§ **GOAL**
In the stretch of items from the line containing "shadow on road" through the line containing "[[821, 131, 858, 148], [546, 133, 592, 148]]", change "grounding model" to "localization model" and give back only those lines, otherwise unchanged.

* start *

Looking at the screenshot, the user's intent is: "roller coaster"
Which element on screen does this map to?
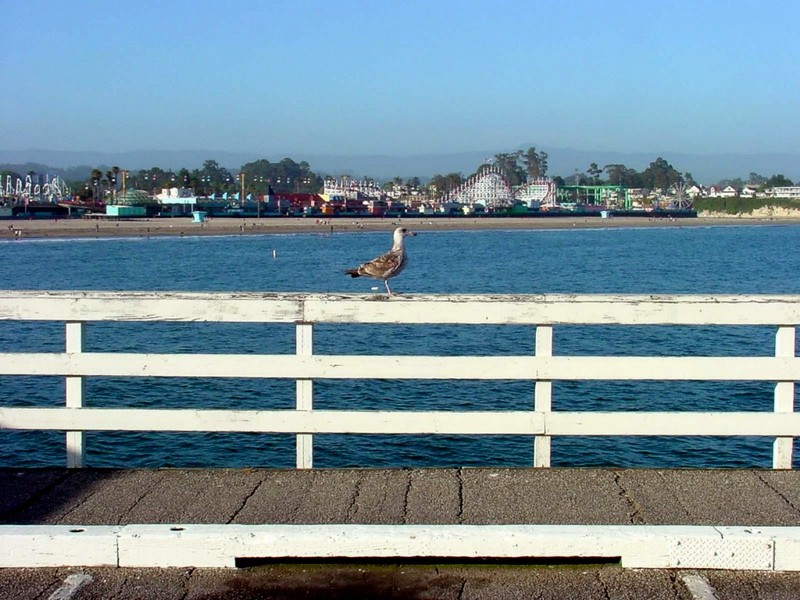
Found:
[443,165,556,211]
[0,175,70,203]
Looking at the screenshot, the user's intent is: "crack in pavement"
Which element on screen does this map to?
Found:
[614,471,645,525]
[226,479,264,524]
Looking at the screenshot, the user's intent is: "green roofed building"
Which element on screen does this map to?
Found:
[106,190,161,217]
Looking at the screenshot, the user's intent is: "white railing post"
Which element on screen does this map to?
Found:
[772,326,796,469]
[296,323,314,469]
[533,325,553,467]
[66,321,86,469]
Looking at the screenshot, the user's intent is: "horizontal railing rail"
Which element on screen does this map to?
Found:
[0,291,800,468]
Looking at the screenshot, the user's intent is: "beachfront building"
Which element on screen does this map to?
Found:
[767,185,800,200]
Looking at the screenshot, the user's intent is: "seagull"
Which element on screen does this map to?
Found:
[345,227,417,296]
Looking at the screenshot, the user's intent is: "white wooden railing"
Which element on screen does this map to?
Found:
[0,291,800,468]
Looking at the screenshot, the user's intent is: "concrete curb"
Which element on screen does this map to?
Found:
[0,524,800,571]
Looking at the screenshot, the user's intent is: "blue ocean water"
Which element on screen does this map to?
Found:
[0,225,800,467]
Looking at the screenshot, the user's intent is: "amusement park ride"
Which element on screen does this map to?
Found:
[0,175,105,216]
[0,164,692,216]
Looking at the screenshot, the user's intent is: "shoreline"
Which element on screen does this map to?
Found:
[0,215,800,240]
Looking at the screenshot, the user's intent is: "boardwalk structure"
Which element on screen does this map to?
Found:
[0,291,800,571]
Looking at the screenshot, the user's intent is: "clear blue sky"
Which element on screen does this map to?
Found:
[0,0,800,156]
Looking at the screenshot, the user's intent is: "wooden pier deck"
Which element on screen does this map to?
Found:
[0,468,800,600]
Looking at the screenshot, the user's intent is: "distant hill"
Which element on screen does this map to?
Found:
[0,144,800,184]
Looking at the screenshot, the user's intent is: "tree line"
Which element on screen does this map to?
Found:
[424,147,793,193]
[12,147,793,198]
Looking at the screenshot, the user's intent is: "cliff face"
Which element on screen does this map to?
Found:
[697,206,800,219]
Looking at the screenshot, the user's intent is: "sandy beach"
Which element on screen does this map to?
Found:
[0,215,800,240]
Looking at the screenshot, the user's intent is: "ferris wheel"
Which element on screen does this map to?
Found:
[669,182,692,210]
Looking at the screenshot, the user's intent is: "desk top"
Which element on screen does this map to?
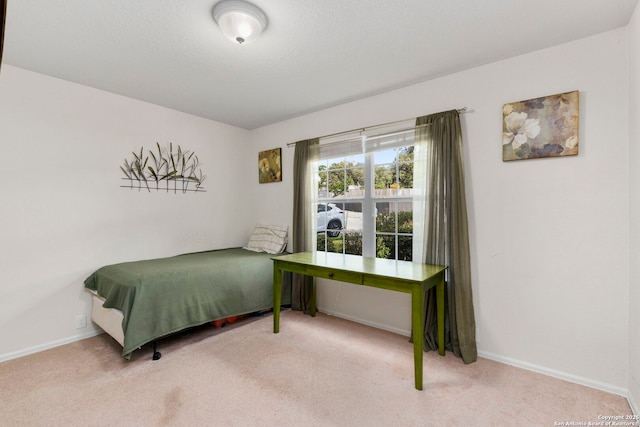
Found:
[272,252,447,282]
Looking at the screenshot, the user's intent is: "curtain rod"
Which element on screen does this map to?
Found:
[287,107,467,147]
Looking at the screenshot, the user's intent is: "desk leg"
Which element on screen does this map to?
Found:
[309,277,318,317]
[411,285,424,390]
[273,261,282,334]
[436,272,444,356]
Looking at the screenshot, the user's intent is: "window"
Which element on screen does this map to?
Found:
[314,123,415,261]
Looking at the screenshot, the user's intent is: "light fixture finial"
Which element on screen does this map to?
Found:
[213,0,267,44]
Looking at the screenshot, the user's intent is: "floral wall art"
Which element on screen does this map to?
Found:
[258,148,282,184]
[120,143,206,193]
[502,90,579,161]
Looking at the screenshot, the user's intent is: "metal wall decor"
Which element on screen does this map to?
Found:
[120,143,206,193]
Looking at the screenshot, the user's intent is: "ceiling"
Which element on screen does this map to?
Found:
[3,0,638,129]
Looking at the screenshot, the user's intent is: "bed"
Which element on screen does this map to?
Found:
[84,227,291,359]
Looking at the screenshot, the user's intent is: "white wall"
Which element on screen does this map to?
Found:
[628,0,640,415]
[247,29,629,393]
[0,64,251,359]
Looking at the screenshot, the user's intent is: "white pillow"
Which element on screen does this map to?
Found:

* end *
* start *

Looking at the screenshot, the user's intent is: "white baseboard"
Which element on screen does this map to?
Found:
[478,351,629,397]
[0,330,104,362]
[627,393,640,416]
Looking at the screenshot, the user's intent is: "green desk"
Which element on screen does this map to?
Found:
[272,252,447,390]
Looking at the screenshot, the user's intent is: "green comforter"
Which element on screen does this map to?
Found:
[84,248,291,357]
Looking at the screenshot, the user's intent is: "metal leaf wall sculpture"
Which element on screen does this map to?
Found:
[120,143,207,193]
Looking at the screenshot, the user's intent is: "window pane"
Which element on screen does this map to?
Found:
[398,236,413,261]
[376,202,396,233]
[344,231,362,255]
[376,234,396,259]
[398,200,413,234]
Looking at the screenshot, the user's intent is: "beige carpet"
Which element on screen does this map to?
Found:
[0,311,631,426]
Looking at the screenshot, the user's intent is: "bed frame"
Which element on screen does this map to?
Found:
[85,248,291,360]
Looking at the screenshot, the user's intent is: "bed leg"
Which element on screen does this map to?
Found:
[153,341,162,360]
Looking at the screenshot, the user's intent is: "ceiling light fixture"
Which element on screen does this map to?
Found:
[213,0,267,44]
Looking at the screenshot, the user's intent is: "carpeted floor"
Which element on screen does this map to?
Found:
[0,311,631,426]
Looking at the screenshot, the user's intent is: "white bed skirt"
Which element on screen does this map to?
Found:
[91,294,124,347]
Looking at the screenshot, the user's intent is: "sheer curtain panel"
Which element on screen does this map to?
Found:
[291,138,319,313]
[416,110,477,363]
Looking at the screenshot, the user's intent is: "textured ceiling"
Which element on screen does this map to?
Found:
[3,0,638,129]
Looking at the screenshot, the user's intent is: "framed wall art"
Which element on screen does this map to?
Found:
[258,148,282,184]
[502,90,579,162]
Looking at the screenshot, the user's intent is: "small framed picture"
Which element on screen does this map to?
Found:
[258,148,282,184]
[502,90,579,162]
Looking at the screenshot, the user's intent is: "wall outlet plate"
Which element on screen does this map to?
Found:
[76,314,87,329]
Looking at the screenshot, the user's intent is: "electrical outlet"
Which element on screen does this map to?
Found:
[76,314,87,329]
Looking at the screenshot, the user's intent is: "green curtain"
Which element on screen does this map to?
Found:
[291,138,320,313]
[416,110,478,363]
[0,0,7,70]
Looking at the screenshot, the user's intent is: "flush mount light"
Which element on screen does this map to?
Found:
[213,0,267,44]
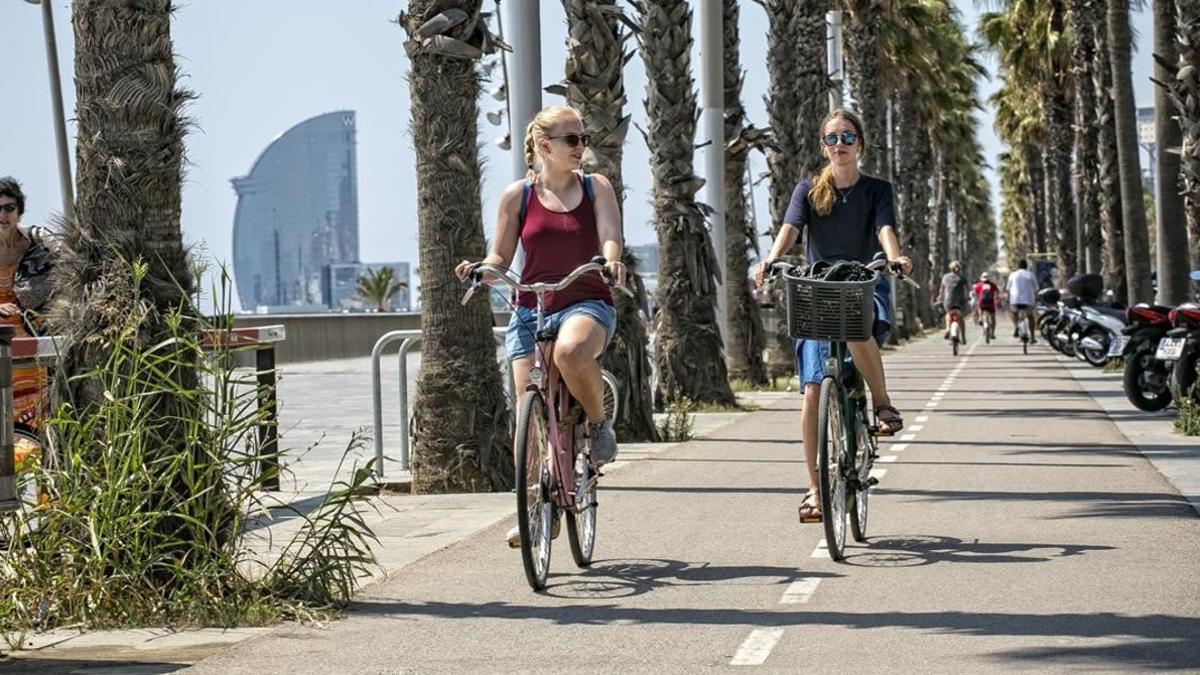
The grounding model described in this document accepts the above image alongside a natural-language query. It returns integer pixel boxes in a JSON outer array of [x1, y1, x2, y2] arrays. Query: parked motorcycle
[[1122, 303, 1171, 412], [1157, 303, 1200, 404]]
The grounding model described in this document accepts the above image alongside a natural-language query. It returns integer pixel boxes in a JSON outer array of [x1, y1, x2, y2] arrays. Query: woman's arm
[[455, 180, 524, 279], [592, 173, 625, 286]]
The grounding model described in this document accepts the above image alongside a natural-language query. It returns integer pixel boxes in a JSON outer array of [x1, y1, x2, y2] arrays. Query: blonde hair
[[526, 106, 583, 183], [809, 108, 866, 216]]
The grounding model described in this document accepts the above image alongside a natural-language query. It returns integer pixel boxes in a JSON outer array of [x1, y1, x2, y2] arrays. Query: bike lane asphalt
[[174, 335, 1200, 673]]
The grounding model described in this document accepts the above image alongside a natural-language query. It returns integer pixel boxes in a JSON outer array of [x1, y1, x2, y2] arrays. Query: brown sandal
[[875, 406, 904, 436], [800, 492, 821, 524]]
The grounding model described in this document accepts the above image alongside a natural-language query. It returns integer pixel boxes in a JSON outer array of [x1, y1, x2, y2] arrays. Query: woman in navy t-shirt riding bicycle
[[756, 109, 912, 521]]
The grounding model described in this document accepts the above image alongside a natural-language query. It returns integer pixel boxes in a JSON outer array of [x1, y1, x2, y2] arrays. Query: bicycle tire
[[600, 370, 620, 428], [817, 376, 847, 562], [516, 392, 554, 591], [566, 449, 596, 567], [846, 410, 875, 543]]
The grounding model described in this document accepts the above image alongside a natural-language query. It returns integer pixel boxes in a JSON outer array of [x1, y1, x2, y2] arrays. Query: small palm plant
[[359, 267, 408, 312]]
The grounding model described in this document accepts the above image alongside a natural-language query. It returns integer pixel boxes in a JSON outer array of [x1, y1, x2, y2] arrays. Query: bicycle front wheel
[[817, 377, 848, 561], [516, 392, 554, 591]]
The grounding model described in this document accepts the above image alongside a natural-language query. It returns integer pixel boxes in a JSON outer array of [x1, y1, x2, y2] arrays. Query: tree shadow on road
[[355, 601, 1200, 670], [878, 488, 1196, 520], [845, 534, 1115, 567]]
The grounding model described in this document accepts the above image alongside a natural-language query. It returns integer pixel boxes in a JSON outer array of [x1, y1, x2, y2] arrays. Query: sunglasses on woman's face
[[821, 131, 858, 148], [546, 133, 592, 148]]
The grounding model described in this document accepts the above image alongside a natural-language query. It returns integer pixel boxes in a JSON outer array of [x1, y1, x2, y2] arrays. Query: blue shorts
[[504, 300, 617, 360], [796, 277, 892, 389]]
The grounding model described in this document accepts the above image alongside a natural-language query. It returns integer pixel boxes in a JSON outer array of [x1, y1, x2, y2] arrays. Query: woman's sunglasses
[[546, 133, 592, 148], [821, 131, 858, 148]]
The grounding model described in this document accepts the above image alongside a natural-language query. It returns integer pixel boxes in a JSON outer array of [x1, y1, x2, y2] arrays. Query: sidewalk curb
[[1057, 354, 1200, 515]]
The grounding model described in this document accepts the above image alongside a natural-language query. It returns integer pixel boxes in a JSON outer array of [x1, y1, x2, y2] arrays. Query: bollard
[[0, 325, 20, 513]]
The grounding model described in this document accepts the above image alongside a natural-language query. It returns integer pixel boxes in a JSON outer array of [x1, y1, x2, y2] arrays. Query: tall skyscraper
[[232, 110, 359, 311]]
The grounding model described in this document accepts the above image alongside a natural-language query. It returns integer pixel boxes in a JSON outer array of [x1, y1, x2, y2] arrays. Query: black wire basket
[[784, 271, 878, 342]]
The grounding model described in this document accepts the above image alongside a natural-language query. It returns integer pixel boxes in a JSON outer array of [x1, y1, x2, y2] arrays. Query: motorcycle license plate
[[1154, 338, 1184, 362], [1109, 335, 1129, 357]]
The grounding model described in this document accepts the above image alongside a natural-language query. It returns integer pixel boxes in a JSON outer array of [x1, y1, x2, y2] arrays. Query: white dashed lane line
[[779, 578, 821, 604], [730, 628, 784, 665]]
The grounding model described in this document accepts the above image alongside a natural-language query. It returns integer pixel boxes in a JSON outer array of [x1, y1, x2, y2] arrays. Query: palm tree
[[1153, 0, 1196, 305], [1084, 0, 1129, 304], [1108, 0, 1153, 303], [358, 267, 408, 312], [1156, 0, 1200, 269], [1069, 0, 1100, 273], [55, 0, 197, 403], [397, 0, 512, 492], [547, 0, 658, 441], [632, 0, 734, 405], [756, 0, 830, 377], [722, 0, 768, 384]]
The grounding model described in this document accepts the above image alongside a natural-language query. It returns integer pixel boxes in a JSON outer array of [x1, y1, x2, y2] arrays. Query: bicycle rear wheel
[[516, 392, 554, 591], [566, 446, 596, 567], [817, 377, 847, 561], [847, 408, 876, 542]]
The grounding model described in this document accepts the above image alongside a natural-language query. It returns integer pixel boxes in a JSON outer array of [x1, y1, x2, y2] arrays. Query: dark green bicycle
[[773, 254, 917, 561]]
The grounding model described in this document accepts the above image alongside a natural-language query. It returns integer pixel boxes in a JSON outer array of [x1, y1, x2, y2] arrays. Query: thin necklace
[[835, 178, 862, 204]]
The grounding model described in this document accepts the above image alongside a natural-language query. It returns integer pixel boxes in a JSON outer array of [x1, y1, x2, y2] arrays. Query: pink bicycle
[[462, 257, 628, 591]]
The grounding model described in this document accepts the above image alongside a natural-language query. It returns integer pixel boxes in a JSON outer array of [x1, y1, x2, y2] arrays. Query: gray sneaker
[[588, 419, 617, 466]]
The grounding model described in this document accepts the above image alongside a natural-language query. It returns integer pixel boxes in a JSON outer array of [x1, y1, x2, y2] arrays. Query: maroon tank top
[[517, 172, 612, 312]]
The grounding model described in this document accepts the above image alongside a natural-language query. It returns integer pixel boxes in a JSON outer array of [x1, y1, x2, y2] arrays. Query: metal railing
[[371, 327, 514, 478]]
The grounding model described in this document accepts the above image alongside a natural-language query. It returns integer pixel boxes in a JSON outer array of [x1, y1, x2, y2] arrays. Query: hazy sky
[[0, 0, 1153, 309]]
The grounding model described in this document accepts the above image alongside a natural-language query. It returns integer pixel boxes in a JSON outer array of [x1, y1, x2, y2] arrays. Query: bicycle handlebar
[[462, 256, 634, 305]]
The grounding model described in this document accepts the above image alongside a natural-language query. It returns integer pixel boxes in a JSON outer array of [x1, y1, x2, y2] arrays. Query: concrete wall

* end *

§ **EXPECTED ANSWER**
The localization model described in this document accepts the above image alongside a natural-language query. It returns integer pixel boxes in a JSON outer array of [x1, y1, x2, y2] arrays. Query: tree shadow on road
[[355, 601, 1200, 670], [878, 488, 1196, 520], [845, 534, 1115, 567]]
The localization model described in this document accepts the above image alongside a natural-language query. It returns integer pixel boxes in a JSON outer array of [x1, y1, x2, y2] arrays. Query: sunglasses on woman's face
[[821, 131, 858, 148], [546, 133, 592, 148]]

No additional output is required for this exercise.